Page text →
■ ■ ■ ■ ■
June 1, 2015 will be my first day of retirement from AFM after working here for half the life of the organization. Established in 1985, Adventist Frontier Missions has not only been reaching the unreached around the world, it has also reached the reached right in our Berrien Springs, MI, home office! Let me tell you how.
I grew up in the Adventist church and was blessed to hear mission stories directly from the lips of Leonard Robinson, E.L. Minchin, Eric B. Hare and others. But working at AFM has ignited an even brighter missionary flame in my heart. My prayers are more pointed, my giving more purposeful, my testimony more powerful after years of associating with dedicated AFM workers and hearing repeated accounts of what God can do with ordinary people.
People like my beloved eighth-grade teacher, Art Bell. After years of teaching in Southern California, the Bells went to serve in Thailand. Today his granddaughter, Tonya Wright, and her husband Jared are AFM career missionaries in that same country.
And who could have known back in the early ‘80s that our next-door neighbors at Canadian Union College, the couple with two cute little girls a bit older than our boys, would continue serving in Adventist colleges until retirement and then go back to the mission field? Today, Don and Janella Abbey are AFM field directors in Asia.
■ ■ ■ ■ ■
Data for review →
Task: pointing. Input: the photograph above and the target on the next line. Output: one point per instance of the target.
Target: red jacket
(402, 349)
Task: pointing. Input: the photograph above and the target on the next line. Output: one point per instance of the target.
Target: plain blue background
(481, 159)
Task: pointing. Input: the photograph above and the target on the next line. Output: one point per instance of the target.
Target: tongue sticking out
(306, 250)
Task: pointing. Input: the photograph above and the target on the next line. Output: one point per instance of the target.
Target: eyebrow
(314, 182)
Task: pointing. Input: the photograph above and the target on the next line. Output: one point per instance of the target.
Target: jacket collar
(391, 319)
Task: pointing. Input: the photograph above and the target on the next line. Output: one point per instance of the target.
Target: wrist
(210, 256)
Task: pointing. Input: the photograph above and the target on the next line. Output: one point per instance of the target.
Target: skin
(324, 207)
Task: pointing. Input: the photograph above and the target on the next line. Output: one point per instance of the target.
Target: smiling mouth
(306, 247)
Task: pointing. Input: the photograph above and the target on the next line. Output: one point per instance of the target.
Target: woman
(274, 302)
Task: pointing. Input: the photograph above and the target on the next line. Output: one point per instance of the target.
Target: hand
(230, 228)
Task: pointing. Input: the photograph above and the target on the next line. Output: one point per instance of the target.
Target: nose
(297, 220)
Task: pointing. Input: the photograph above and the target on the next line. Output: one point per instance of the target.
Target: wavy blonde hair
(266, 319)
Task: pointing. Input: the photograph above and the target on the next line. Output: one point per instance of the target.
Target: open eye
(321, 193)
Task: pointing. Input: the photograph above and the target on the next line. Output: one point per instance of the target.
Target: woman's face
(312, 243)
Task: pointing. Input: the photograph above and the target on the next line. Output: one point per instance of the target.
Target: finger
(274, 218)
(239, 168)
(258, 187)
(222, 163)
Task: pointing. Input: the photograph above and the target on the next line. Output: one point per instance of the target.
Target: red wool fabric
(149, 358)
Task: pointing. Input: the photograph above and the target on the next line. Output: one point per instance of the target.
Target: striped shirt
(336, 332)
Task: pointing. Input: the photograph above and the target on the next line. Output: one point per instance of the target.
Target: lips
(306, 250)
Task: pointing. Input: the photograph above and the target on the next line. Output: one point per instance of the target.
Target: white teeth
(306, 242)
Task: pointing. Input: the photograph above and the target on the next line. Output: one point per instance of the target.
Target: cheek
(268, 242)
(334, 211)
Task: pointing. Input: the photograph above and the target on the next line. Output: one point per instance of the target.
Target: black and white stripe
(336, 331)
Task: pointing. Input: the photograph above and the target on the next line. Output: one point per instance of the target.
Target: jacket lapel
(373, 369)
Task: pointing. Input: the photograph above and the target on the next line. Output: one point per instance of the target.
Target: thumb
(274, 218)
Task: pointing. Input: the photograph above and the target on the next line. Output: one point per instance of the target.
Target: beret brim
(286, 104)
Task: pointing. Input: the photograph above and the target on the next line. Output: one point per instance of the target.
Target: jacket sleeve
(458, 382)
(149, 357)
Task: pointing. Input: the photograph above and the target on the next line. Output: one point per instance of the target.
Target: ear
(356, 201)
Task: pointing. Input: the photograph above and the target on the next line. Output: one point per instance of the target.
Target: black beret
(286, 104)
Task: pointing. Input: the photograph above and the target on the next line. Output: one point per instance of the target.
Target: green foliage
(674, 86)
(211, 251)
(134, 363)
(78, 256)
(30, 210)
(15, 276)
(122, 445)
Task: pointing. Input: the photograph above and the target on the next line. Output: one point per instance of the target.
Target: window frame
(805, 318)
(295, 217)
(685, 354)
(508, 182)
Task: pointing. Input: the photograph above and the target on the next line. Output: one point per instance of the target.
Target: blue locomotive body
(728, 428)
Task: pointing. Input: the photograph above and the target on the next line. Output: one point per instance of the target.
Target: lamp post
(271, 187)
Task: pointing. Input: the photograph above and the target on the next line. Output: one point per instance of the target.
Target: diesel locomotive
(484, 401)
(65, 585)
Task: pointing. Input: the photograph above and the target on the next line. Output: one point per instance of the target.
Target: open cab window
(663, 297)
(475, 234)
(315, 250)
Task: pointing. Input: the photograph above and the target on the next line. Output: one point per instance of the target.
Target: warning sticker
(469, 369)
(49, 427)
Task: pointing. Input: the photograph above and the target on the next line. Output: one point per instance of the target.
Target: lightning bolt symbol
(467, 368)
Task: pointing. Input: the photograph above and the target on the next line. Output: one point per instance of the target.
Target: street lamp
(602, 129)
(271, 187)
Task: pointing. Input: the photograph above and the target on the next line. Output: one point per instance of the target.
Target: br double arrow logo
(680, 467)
■ ■ ■ ■ ■
Work order 1 →
Using the Adventist Frontier Missions retirement piece, decide whether each statement agrees with it: (a) the organization was founded in 1985; (b) Tonya Wright and her husband Jared serve as AFM field directors in Asia; (c) Don and Janella Abbey were once next-door neighbors at Canadian Union College.
Work order 2 →
Carry on the Adventist Frontier Missions retirement piece, starting after its final sentence.
The data has nothing to do with the Adventist Frontier Missions retirement piece.

Written response 1 →
(a) Yes: "Established in 1985, Adventist Frontier Missions"
(b) No: "Tonya Wright, and her husband Jared are AFM career missionaries in that same country"
(c) Yes: "our next-door neighbors at Canadian Union College"

Written response 2 →
My own son Adam began his overseas career as an AFM student missionary to Benin, West Africa, before I joined the staff here in 2000.
Accountants, architects, Bible workers, chemists, college professors, conference presidents, counselors, furniture makers, graphic designers, housekeepers, lawyers, mechanics, musicians, nurses, nurserymen, physical therapists, salesmen, secretaries, students, teachers, teenagers, young adults, middle-aged and retirees—AFM has sent missionaries from all these walks of life and more.
As I think about the workers who have gone out these past 30 years—people like you and me—I realize again that our jobs, our age, even our abilities are not what define or limit us. What really matters is who we are—Christ’s disciples with hearts for lost people.
Are you someone with a heart like that? Sometimes it seems that reaching the reached with the urgency of the need for more laborers is just as challenging as reaching the unreached! I encourage you to step through new doors that are opening at AFM. Let God take you on the journey He has prepared for you.
For the love of the unreached.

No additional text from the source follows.